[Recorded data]
□ □ □ □

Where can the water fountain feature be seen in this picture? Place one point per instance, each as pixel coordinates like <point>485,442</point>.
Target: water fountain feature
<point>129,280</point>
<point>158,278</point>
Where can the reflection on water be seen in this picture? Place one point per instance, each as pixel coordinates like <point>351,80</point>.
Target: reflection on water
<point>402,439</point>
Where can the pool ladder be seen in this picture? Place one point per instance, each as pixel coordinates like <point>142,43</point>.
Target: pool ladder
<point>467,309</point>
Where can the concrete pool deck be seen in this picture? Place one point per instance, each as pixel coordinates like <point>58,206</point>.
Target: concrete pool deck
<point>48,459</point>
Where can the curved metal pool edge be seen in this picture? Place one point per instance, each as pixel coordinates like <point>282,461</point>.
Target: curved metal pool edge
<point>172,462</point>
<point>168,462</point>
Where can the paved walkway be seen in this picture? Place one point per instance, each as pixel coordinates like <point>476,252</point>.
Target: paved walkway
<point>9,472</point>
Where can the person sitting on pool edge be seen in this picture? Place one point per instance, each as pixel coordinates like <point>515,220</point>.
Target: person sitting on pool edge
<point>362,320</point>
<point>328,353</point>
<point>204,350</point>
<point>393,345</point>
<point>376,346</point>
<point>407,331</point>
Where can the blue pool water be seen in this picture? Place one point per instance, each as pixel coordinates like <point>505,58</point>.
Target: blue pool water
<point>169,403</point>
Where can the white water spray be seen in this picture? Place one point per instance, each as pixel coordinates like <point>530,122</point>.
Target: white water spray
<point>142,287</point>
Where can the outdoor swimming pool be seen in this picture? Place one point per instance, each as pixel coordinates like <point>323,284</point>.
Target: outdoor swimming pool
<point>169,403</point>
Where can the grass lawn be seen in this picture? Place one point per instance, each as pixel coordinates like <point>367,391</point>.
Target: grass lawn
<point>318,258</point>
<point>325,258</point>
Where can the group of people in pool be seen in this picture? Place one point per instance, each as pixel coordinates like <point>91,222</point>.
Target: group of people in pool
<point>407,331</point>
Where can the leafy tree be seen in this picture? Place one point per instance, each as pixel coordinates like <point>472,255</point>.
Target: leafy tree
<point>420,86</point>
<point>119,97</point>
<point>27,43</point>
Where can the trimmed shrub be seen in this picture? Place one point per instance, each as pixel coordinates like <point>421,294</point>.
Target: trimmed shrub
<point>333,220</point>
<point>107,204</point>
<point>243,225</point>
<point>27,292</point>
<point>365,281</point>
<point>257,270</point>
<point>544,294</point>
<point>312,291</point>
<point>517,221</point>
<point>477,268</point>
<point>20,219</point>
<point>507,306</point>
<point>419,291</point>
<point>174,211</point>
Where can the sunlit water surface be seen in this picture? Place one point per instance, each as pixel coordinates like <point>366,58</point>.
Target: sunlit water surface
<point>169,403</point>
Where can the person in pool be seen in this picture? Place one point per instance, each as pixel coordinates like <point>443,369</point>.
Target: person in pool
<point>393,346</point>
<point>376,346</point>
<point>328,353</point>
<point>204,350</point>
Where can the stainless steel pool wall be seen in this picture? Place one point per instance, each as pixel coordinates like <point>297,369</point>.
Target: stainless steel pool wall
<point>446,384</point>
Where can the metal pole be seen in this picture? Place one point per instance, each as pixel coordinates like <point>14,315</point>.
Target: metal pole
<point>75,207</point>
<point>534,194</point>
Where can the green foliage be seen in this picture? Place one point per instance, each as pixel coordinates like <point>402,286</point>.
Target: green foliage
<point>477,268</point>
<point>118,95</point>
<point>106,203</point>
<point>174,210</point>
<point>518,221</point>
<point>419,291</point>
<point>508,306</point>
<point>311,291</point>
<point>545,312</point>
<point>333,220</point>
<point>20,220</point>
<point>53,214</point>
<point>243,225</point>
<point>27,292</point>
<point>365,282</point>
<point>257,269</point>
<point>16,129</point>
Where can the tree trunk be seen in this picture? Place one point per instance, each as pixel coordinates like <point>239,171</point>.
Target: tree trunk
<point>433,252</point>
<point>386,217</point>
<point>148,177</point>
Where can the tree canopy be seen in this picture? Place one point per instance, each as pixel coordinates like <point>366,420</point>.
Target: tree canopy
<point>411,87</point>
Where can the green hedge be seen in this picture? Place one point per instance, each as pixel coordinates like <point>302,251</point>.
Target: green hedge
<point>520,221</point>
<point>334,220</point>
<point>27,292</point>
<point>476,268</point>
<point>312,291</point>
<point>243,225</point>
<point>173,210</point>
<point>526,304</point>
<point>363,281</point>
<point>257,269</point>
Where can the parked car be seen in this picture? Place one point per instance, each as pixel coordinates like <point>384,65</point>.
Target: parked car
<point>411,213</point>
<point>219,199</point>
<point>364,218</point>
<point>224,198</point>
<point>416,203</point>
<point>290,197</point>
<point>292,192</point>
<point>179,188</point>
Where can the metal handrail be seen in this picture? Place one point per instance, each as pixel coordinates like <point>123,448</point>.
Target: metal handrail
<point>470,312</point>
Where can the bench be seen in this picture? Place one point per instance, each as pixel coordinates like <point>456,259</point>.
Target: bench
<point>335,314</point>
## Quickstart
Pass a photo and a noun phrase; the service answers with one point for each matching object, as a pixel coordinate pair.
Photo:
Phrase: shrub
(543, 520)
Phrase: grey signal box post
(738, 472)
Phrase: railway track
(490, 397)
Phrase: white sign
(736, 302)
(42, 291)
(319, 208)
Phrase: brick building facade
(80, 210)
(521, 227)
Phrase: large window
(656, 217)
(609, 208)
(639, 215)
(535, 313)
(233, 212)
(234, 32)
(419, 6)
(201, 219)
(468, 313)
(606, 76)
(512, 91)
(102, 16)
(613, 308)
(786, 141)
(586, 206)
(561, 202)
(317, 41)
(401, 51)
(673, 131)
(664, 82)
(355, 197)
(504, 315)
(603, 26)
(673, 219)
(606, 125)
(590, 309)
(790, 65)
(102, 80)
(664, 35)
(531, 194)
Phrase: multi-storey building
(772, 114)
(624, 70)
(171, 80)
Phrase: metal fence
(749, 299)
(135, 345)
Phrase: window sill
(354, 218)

□ □ □ □

* Required work *
The full data must appear again, retyped in every detail.

* Result *
Where can the water fountain feature be seen in this picture? Place one point per instance, each as pixel coordinates like <point>485,442</point>.
Target: water fountain feature
<point>129,280</point>
<point>158,278</point>
Where can the reflection on water be seen in this picture? Place one point per instance, each as pixel coordinates like <point>351,80</point>.
Target: reflection on water
<point>402,439</point>
Where can the pool ladder be seen in this picture? Place one point per instance, each as pixel coordinates like <point>142,43</point>.
Target: pool ladder
<point>467,309</point>
Where can the concrete pool deck be seen in this picture? Place one point per instance, each as pixel coordinates like <point>58,206</point>.
Target: concrete pool deck
<point>48,459</point>
Where can the curved metal pool edge be seen in this picture? Place one point per instance, each as pixel coordinates like <point>282,461</point>.
Target: curved metal pool edge
<point>172,462</point>
<point>168,462</point>
Where can the paved walkway be seen in this picture? Place one point per instance, each as pixel coordinates like <point>476,252</point>.
Target: paved walkway
<point>9,472</point>
Where can the person sitting on pool edge be seen in this picture? Place one point per instance, each as pixel coordinates like <point>515,220</point>.
Target: person sitting on pool edge
<point>362,320</point>
<point>328,353</point>
<point>204,350</point>
<point>393,345</point>
<point>376,346</point>
<point>407,331</point>
Where can the blue pool water be seen in this picture? Place one point per instance, each as pixel coordinates like <point>505,58</point>.
Target: blue pool water
<point>169,403</point>
Where can the white water spray be seen in this picture? Place one point per instance, each as pixel coordinates like <point>530,122</point>.
Target: white water spray
<point>142,287</point>
Where can the outdoor swimming pool be seen in this picture? Place one point per instance, each as pixel coordinates like <point>323,284</point>.
Target: outdoor swimming pool
<point>169,403</point>
Where can the grass lawn be seen in this picture? Place one point per instance, each as pixel coordinates like <point>367,391</point>.
Target: grass lawn
<point>318,258</point>
<point>325,258</point>
Where can the group of people in pool be seen in this picture? Place one point per instance, each as pixel coordinates like <point>91,222</point>.
Target: group of people in pool
<point>407,331</point>
Where can the leafy tree be seen in this picture? Place one point per instance, each as pixel coordinates like <point>472,255</point>.
Target: leafy tree
<point>420,86</point>
<point>119,97</point>
<point>27,43</point>
Where can the trimmed shrub be seen in this picture? Place one point per instance, each as pixel coordinates like <point>421,294</point>.
Target: trimmed shrub
<point>333,220</point>
<point>107,204</point>
<point>243,225</point>
<point>27,292</point>
<point>365,281</point>
<point>257,270</point>
<point>544,294</point>
<point>312,291</point>
<point>517,221</point>
<point>477,268</point>
<point>20,219</point>
<point>507,306</point>
<point>419,291</point>
<point>174,211</point>
Where can the sunlit water surface be seen in this picture? Place one point per instance, each as pixel coordinates like <point>366,58</point>.
Target: sunlit water surface
<point>169,403</point>
Where can the person in pool be seen in this picture? Place one point per instance, each as pixel coordinates like <point>443,369</point>.
Target: person in pool
<point>393,346</point>
<point>376,346</point>
<point>328,353</point>
<point>204,350</point>
Where can the stainless steel pool wall be seen in this picture? Place one point per instance, each as pixel coordinates like <point>297,369</point>.
Target: stainless steel pool wall
<point>446,384</point>
Where can the metal pole be seen in this picture? Place one point per instance, each as pixel coordinates like <point>14,315</point>.
Target: metal pole
<point>75,207</point>
<point>534,194</point>
Where can the green foliage be seen in this picture? Place one point per instance, each as pixel coordinates like <point>402,286</point>.
Target: green foliage
<point>477,268</point>
<point>118,95</point>
<point>106,203</point>
<point>174,210</point>
<point>518,221</point>
<point>419,291</point>
<point>508,306</point>
<point>311,291</point>
<point>545,312</point>
<point>333,220</point>
<point>20,220</point>
<point>53,214</point>
<point>243,225</point>
<point>27,292</point>
<point>365,282</point>
<point>257,269</point>
<point>16,129</point>
Where can the tree trunk be seen in this picture? Place one point per instance, each as pixel coordinates like <point>239,171</point>.
Target: tree trunk
<point>433,252</point>
<point>386,217</point>
<point>148,177</point>
Where can the tree canopy be seen in this picture? Place one point per instance, each as pixel coordinates like <point>366,420</point>.
Target: tree canopy
<point>411,87</point>
Where can the green hedge be seen in this picture? Place one point per instance, each as pixel coordinates like <point>302,251</point>.
Target: green hedge
<point>520,221</point>
<point>334,220</point>
<point>27,292</point>
<point>476,268</point>
<point>312,291</point>
<point>243,225</point>
<point>173,210</point>
<point>526,304</point>
<point>363,281</point>
<point>257,269</point>
Where can the parked car be seen in this picture? Place one point per instance, each as pixel coordinates like <point>384,65</point>.
Target: parked car
<point>411,213</point>
<point>219,199</point>
<point>364,218</point>
<point>224,198</point>
<point>416,203</point>
<point>290,197</point>
<point>292,192</point>
<point>179,188</point>
Where can the metal handrail be seen in this picture? Place one point per instance, each as pixel coordinates like <point>123,448</point>.
Target: metal handrail
<point>470,312</point>
Where can the bench be seen in this picture? Place one point per instance, each as pixel coordinates like <point>456,259</point>.
Target: bench
<point>335,314</point>
## Quickstart
Pass a photo and a noun phrase; the service answers with one point for each matching object, as a pixel coordinate pair.
Photo:
Phrase: shrub
(543, 520)
Phrase: grey signal box post
(738, 472)
Phrase: railway track
(490, 397)
Phrase: white sign
(736, 302)
(42, 291)
(319, 208)
Phrase: brick building facade
(80, 210)
(521, 227)
Phrase: large window
(656, 217)
(609, 208)
(639, 215)
(535, 313)
(233, 212)
(234, 32)
(419, 6)
(201, 219)
(468, 313)
(606, 76)
(512, 91)
(102, 16)
(613, 308)
(786, 141)
(586, 206)
(561, 202)
(317, 41)
(401, 51)
(673, 131)
(664, 82)
(355, 197)
(504, 315)
(603, 26)
(673, 219)
(606, 125)
(590, 309)
(790, 65)
(102, 80)
(664, 35)
(531, 194)
Phrase: multi-storey building
(772, 114)
(624, 70)
(171, 80)
Phrase: metal fence
(749, 299)
(135, 345)
Phrase: window sill
(354, 218)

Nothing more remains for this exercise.